-- Records for the exercise follows --

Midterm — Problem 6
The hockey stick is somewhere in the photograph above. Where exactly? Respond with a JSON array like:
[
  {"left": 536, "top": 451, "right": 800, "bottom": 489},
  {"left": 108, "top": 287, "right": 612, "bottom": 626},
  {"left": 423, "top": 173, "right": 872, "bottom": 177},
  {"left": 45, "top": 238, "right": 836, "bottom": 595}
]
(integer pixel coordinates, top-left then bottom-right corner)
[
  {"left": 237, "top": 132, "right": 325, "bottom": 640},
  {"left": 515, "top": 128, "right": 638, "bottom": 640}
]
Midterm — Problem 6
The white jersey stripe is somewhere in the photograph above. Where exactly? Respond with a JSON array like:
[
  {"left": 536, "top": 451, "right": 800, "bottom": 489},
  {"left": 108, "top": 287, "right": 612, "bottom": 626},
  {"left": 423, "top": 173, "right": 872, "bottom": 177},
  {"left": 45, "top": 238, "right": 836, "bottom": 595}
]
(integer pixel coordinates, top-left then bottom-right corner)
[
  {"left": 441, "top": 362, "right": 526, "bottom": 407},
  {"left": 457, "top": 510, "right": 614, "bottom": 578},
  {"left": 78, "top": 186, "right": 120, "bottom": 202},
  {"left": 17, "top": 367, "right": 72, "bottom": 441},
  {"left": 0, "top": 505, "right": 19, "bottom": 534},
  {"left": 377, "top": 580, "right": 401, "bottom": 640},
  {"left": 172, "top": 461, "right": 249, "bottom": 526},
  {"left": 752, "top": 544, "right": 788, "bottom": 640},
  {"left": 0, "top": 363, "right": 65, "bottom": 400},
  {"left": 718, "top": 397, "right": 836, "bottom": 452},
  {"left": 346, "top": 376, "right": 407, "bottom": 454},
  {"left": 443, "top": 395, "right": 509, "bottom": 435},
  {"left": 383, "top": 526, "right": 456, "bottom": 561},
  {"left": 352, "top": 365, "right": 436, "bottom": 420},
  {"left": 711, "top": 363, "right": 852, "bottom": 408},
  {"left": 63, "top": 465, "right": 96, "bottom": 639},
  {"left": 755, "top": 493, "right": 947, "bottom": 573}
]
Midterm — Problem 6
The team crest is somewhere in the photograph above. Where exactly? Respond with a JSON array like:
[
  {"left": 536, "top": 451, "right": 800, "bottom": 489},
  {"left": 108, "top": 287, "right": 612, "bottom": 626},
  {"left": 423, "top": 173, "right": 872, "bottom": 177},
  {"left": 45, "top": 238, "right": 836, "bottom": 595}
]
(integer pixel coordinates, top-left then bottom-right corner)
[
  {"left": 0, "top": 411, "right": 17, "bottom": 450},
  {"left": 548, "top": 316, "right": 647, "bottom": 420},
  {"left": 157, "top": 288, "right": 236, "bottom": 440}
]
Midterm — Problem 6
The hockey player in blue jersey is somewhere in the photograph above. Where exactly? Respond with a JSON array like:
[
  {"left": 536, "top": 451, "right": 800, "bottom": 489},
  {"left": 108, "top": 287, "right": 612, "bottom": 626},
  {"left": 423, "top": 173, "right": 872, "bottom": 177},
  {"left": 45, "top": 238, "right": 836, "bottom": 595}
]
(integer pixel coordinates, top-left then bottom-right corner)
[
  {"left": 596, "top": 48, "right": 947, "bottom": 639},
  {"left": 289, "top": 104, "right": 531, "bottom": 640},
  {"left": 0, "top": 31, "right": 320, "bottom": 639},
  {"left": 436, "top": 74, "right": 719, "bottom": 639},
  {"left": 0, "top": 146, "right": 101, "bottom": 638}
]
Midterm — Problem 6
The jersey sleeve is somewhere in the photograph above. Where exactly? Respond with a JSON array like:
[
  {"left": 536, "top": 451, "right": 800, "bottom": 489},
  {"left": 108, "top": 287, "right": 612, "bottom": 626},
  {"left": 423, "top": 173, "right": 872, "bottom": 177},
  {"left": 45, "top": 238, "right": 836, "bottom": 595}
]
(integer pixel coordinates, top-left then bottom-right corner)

-- Records for the exercise concluded --

--- Problem to work on ---
Restate all of the data above. Match it word for word.

--- Exercise response ---
Midterm — Problem 6
The hockey stick is somewhere in the photograph above. Where exactly? Respond with a JSON array like:
[
  {"left": 536, "top": 451, "right": 800, "bottom": 489},
  {"left": 108, "top": 287, "right": 612, "bottom": 626},
  {"left": 423, "top": 173, "right": 872, "bottom": 177},
  {"left": 45, "top": 238, "right": 836, "bottom": 595}
]
(integer pixel coordinates, top-left then bottom-right corner)
[
  {"left": 237, "top": 132, "right": 325, "bottom": 640},
  {"left": 515, "top": 128, "right": 638, "bottom": 640}
]
Midterm — Problem 6
The white jersey stripe is somewhere in the photograph above. Where exactly? Respond with a JSON array like:
[
  {"left": 536, "top": 451, "right": 800, "bottom": 489},
  {"left": 108, "top": 287, "right": 612, "bottom": 626},
  {"left": 423, "top": 173, "right": 872, "bottom": 177},
  {"left": 45, "top": 238, "right": 836, "bottom": 595}
]
(integer pixel coordinates, top-left then bottom-right corner)
[
  {"left": 441, "top": 362, "right": 526, "bottom": 407},
  {"left": 457, "top": 510, "right": 614, "bottom": 578},
  {"left": 78, "top": 186, "right": 120, "bottom": 202},
  {"left": 17, "top": 367, "right": 72, "bottom": 441},
  {"left": 0, "top": 505, "right": 19, "bottom": 534},
  {"left": 377, "top": 580, "right": 401, "bottom": 640},
  {"left": 172, "top": 461, "right": 249, "bottom": 526},
  {"left": 752, "top": 544, "right": 788, "bottom": 640},
  {"left": 0, "top": 363, "right": 65, "bottom": 400},
  {"left": 718, "top": 397, "right": 836, "bottom": 452},
  {"left": 346, "top": 376, "right": 407, "bottom": 454},
  {"left": 443, "top": 395, "right": 509, "bottom": 435},
  {"left": 383, "top": 526, "right": 456, "bottom": 561},
  {"left": 352, "top": 365, "right": 436, "bottom": 420},
  {"left": 711, "top": 363, "right": 852, "bottom": 408},
  {"left": 63, "top": 465, "right": 96, "bottom": 639},
  {"left": 755, "top": 493, "right": 947, "bottom": 573}
]
Midterm — Problem 6
The team crest is somewhere in the photograph above. Where exactly? Respond with a JSON array like:
[
  {"left": 536, "top": 451, "right": 800, "bottom": 489},
  {"left": 108, "top": 287, "right": 612, "bottom": 626},
  {"left": 423, "top": 173, "right": 872, "bottom": 177},
  {"left": 45, "top": 238, "right": 836, "bottom": 595}
]
(integer pixel coordinates, top-left then bottom-right corner)
[
  {"left": 0, "top": 411, "right": 17, "bottom": 450},
  {"left": 548, "top": 316, "right": 647, "bottom": 420},
  {"left": 157, "top": 288, "right": 236, "bottom": 440}
]
Midterm — Problem 6
The hockey player in blue jersey is somewhere in the photograph above. Where exactly? Respond with a JSON array like:
[
  {"left": 536, "top": 451, "right": 800, "bottom": 489},
  {"left": 108, "top": 287, "right": 612, "bottom": 626},
  {"left": 423, "top": 173, "right": 872, "bottom": 177},
  {"left": 45, "top": 238, "right": 836, "bottom": 595}
]
(integer pixel coordinates, top-left then bottom-right corner)
[
  {"left": 596, "top": 48, "right": 947, "bottom": 639},
  {"left": 289, "top": 104, "right": 531, "bottom": 640},
  {"left": 0, "top": 31, "right": 320, "bottom": 639},
  {"left": 436, "top": 74, "right": 719, "bottom": 639},
  {"left": 0, "top": 146, "right": 101, "bottom": 638}
]
Midterm — Problem 6
The jersey sleeve is somewhere in the photograph above. Where exactly? Respond with a JSON array like:
[
  {"left": 536, "top": 451, "right": 800, "bottom": 489},
  {"left": 108, "top": 287, "right": 612, "bottom": 626},
  {"left": 423, "top": 173, "right": 872, "bottom": 177},
  {"left": 45, "top": 238, "right": 836, "bottom": 595}
]
(integer pixel coordinates, top-left then bottom-right corner)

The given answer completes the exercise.